Checkpoint 2 due: Tuesday, April 29, 2025
Checkpoint 3 due: Tuesday, May 6, 2025
Final submission due: Wednesday, May 15, 2024
All due dates are 11:59PM ET.
Submissions are under the "Grad Assignment" folder on Blackboard.
Please be sure to double check the academic integrity and generative AI policies listed on the syllabus.
Graduate Assignment (15% of grade)
Learning Objectives
- Implement AI systems that use popular NLP toolkits and libraries. or
- Construct a literature review from state-of-the-art research.
Submissions
All milestones must be met for full credit.

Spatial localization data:
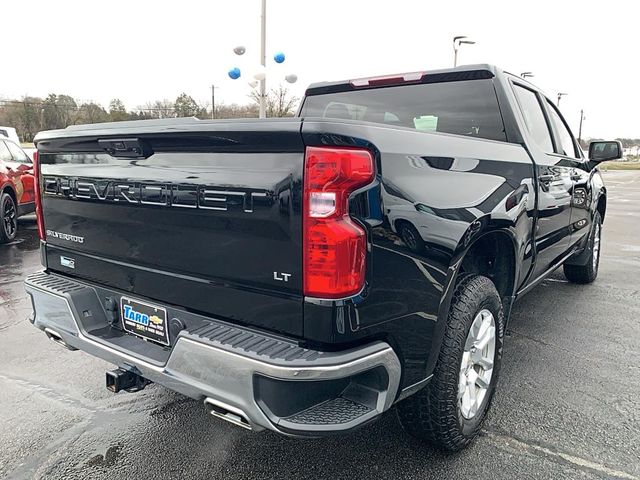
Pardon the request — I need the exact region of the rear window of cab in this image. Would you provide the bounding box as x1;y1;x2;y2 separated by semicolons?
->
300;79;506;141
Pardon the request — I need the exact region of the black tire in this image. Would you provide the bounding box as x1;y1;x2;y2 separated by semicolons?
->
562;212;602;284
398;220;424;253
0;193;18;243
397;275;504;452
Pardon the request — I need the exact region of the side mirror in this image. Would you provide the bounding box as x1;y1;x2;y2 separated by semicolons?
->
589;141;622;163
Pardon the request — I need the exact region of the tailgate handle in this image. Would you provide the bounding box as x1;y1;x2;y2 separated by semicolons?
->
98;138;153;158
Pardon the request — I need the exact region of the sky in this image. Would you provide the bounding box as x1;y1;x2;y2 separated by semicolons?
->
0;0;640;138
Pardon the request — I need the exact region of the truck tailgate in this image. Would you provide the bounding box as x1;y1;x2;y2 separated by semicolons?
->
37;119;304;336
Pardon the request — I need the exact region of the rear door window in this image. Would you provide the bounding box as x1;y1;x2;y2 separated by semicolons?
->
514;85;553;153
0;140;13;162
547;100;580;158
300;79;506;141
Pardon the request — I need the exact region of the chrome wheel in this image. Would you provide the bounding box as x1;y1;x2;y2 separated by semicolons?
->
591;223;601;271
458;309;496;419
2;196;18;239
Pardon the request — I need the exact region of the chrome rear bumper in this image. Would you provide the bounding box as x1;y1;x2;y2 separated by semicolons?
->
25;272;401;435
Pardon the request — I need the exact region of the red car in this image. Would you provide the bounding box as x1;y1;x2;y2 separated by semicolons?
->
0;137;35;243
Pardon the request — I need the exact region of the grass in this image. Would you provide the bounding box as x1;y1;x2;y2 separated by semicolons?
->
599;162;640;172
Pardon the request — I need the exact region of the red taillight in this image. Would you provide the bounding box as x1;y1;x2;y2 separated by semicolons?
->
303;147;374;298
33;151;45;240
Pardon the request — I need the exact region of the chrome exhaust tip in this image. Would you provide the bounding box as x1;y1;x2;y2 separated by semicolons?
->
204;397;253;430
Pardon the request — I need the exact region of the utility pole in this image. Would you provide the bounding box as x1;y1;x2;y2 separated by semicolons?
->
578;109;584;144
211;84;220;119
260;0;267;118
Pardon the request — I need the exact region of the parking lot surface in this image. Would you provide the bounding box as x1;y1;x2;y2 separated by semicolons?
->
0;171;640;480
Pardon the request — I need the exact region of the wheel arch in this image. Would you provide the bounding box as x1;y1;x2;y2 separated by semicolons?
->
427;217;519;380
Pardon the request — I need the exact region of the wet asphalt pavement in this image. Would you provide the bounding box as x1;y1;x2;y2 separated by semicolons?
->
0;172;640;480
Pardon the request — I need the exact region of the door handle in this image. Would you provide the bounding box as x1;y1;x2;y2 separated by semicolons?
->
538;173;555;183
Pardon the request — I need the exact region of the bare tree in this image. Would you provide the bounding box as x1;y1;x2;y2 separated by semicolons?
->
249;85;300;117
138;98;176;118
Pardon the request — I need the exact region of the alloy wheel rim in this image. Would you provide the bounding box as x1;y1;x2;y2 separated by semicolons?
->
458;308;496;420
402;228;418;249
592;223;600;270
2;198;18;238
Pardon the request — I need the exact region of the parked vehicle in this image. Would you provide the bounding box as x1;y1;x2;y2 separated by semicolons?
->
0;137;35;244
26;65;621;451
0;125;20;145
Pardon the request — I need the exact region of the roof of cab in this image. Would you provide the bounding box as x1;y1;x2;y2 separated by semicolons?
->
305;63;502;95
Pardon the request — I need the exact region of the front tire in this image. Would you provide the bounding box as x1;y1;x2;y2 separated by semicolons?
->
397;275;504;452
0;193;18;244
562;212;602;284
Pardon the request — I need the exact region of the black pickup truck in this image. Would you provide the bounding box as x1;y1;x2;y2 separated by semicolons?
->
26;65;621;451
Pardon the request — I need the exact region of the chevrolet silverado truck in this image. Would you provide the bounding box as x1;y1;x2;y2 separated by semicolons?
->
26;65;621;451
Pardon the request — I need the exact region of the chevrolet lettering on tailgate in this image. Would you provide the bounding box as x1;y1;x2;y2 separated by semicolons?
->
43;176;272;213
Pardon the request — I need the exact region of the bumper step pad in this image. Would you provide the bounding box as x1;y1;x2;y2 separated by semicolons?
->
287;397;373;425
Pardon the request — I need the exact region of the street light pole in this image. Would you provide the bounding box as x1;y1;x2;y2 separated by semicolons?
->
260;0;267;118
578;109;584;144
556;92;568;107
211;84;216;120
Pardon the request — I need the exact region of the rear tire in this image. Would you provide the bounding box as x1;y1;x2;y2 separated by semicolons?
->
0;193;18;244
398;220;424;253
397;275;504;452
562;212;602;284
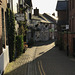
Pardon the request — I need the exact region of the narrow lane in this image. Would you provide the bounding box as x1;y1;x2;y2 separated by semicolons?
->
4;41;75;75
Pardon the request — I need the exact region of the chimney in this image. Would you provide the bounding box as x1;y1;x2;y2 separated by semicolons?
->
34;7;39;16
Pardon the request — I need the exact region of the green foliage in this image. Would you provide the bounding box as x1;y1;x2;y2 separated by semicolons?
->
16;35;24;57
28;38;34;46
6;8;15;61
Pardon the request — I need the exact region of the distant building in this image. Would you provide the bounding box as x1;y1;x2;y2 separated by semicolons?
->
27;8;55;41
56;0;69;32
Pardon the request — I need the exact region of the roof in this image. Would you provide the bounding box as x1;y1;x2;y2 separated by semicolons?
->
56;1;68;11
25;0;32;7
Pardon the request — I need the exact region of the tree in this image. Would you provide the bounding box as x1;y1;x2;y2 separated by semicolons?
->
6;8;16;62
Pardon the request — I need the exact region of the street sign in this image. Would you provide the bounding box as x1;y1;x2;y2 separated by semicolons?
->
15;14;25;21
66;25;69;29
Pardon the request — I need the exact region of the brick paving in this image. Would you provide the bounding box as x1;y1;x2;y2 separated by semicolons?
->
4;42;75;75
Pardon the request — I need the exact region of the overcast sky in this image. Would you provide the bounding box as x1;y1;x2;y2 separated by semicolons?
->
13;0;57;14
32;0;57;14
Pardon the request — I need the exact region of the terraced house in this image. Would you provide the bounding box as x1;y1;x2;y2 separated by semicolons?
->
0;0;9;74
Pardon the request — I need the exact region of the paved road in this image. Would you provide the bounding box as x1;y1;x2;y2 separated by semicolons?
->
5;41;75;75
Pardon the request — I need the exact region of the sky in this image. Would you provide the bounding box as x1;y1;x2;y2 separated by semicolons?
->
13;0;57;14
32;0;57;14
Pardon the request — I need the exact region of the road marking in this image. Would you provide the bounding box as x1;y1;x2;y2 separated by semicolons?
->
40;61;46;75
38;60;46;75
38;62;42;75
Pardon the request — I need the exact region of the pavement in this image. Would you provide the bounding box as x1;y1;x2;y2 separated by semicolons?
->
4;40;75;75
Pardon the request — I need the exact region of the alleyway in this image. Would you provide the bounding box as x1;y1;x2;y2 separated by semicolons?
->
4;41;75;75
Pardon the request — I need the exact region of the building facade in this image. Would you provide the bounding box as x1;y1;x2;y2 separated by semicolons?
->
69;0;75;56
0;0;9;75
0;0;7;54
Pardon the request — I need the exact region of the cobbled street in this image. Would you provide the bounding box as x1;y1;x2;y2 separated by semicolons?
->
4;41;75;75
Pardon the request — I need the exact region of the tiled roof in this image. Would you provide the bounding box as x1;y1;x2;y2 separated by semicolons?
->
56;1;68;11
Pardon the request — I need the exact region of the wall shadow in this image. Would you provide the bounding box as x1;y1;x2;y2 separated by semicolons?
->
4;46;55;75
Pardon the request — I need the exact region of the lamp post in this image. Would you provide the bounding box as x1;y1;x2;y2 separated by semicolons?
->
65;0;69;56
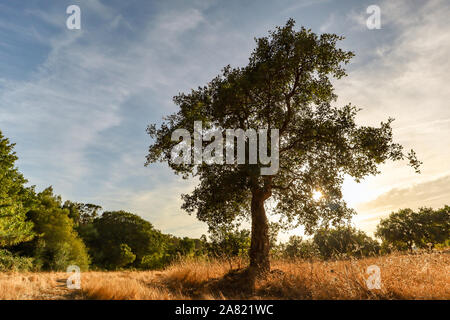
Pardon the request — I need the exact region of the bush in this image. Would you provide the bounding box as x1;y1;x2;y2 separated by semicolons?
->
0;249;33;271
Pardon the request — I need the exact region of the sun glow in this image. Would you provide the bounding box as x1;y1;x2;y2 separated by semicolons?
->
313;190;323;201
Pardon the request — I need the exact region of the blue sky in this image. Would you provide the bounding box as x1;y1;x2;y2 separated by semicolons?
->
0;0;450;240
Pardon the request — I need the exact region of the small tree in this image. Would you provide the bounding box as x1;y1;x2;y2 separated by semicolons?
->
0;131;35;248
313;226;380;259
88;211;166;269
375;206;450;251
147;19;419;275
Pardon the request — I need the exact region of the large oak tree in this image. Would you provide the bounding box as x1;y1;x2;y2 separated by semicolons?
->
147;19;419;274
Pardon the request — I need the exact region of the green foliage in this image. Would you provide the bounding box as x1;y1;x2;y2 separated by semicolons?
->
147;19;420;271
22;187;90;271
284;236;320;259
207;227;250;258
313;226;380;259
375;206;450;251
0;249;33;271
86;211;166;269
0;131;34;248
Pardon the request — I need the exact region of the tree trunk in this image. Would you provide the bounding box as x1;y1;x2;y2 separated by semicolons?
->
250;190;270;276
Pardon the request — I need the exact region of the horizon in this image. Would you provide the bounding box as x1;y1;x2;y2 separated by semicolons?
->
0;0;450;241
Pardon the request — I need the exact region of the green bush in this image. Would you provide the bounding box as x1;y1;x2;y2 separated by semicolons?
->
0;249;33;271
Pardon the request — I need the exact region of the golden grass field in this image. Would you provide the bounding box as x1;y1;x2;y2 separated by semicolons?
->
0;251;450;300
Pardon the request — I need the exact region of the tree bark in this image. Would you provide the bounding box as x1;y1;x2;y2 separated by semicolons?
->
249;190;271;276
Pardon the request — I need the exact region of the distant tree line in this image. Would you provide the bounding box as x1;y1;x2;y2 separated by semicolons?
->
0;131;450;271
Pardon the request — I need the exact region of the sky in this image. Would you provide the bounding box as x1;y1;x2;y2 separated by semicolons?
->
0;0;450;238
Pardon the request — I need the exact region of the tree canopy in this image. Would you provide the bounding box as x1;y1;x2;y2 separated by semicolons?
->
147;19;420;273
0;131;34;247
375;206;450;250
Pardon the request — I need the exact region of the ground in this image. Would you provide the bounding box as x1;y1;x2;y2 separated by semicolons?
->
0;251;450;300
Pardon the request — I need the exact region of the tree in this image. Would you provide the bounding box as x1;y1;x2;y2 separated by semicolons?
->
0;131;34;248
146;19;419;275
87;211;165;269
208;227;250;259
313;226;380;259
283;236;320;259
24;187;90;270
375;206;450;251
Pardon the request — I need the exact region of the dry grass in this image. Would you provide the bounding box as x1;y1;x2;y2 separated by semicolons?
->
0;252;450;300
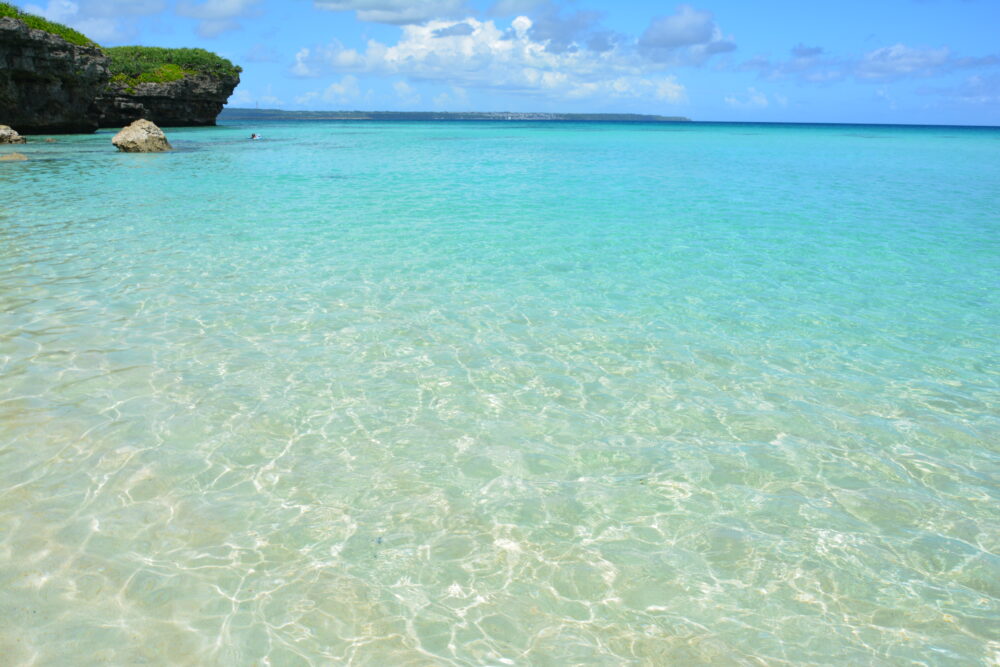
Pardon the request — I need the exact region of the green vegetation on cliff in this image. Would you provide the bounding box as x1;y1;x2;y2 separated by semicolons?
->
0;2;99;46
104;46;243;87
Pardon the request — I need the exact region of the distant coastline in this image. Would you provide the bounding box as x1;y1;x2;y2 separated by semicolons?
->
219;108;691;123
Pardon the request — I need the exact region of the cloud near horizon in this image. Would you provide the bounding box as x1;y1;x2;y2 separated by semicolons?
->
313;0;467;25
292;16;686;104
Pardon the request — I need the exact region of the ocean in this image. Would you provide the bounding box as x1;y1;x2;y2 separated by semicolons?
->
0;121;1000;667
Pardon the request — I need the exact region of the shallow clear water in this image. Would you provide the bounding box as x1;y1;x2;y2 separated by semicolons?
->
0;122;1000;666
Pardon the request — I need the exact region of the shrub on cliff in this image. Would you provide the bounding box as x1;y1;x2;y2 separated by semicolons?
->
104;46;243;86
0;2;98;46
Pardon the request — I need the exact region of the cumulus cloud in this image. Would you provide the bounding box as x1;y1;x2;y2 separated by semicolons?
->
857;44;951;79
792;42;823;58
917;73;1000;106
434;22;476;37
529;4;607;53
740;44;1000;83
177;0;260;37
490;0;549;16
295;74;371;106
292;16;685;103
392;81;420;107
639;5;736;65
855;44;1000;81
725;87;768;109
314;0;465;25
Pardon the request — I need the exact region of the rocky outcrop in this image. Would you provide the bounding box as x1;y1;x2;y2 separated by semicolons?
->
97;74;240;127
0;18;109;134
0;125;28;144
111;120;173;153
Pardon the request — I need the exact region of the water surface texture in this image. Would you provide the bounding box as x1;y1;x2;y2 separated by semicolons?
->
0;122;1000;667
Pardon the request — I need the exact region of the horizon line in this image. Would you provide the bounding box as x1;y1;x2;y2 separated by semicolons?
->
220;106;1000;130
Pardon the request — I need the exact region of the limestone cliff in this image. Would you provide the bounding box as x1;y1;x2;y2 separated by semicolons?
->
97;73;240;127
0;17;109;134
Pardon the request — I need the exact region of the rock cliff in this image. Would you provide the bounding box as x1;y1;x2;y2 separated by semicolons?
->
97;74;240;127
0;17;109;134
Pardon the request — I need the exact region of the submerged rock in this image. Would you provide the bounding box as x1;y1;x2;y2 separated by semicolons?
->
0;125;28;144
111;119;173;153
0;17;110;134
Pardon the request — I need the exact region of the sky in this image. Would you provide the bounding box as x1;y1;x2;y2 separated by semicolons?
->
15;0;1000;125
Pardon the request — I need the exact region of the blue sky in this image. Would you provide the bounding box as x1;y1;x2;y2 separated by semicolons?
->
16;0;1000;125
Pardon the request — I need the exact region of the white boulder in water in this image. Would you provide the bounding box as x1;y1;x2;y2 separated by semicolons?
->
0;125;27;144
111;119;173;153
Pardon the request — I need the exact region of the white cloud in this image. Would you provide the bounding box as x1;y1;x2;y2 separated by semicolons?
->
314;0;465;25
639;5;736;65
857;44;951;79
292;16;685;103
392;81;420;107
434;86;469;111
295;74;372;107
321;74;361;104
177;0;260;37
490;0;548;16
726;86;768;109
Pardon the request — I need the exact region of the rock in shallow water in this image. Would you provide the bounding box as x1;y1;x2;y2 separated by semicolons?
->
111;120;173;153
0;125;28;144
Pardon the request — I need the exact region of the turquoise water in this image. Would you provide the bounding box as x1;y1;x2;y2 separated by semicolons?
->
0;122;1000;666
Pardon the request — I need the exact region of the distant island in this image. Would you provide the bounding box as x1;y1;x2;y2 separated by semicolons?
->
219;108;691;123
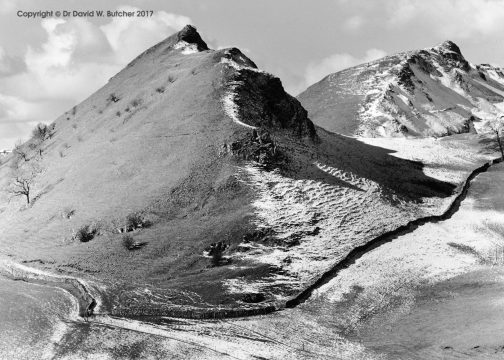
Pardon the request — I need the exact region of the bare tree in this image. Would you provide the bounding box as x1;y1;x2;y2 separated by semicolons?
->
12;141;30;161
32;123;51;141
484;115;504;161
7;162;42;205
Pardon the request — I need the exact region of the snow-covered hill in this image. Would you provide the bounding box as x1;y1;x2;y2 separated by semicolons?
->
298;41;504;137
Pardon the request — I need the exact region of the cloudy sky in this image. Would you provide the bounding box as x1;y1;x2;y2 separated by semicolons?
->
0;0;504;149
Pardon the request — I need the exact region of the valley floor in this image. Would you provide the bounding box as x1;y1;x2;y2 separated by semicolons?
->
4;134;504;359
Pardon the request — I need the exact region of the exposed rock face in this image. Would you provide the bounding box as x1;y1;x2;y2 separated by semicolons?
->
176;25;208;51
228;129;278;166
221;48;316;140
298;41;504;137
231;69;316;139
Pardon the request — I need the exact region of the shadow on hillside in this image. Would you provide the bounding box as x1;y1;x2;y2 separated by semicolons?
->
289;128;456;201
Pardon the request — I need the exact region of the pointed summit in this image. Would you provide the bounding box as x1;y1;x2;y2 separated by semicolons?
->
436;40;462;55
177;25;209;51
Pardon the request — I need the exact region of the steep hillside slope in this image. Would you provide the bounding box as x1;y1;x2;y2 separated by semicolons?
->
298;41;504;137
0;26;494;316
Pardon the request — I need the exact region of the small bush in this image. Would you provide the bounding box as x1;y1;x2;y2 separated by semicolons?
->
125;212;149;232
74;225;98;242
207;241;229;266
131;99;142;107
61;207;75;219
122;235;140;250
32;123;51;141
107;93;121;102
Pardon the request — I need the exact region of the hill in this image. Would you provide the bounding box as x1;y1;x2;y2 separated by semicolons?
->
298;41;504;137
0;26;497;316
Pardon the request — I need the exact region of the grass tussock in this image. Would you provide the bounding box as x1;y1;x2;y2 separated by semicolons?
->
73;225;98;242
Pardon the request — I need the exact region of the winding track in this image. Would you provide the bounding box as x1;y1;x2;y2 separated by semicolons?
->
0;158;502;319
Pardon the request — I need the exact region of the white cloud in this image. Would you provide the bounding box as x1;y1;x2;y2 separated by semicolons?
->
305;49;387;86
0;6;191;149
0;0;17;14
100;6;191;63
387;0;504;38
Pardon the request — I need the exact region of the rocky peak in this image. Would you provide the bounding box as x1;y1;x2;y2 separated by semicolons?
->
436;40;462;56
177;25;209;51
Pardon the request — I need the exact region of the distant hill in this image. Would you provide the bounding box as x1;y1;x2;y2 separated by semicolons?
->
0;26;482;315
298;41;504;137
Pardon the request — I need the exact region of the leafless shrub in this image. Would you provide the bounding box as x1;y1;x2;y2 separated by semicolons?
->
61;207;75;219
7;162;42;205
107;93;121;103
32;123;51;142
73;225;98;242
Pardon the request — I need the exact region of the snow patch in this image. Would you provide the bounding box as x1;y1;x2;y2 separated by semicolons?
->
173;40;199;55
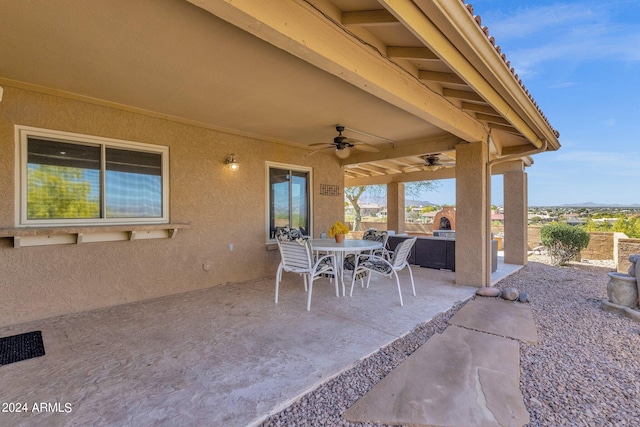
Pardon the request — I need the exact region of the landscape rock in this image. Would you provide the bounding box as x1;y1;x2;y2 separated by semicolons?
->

## AIM OF THE TASK
Retype the graduate assignment text word for word, starting with "Checkpoint 2 due: Tuesday, April" and going on through "on the syllabus.".

## TASK RESULT
Checkpoint 2 due: Tuesday, April 29, 2025
Checkpoint 3 due: Tuesday, May 6, 2025
Final submission due: Wednesday, May 15, 2024
All due dates are 11:59PM ET.
Submissions are under the "Grad Assignment" folder on Blackboard.
Please be sure to double check the academic integrity and generative AI policies listed on the syllabus.